DATA SECTION:
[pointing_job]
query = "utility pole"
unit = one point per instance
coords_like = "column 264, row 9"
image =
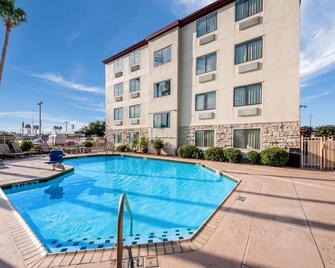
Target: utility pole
column 66, row 124
column 40, row 116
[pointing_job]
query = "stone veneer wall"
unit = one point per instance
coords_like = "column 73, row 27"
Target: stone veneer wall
column 280, row 134
column 125, row 134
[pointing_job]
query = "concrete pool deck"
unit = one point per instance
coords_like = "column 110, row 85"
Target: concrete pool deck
column 277, row 217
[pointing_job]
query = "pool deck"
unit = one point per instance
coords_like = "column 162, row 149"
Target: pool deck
column 277, row 217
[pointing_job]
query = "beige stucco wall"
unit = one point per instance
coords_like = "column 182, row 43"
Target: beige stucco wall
column 280, row 29
column 279, row 73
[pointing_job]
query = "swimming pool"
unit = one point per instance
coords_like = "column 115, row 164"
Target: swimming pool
column 77, row 211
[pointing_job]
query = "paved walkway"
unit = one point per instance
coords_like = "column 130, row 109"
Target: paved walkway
column 278, row 217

DIRECTIONS FOR THIS TASK: Return every entry word for word, but drop any pictures.

OUTPUT FOR THIS TASK:
[pointing_job]
query = "utility pole"
unit = one point per instance
coords_like = "column 264, row 9"
image =
Target: utility pole
column 66, row 124
column 40, row 116
[pointing_job]
query = "stone veneer wall"
unit = one point per instance
coords_like = "column 73, row 27"
Target: stone veneer wall
column 280, row 134
column 125, row 134
[pointing_job]
query = "concrete pool deck"
unit = one point per instance
coords_like = "column 110, row 85"
Target: concrete pool deck
column 277, row 217
[pointing_job]
query = "pool deck"
unit = one point per instance
coords_like = "column 162, row 149"
Target: pool deck
column 277, row 217
[pointing_job]
query = "beige stucco wall"
unit = one point per instance
coords_like = "column 182, row 43"
Target: beige stucco wall
column 280, row 29
column 279, row 73
[pointing_job]
query = "swimming pool"
unit = one point per instance
coords_like = "column 115, row 164"
Target: swimming pool
column 77, row 211
[pointing_job]
query = "paved walkway"
unit = one point per instance
coords_like = "column 130, row 109"
Target: paved walkway
column 278, row 217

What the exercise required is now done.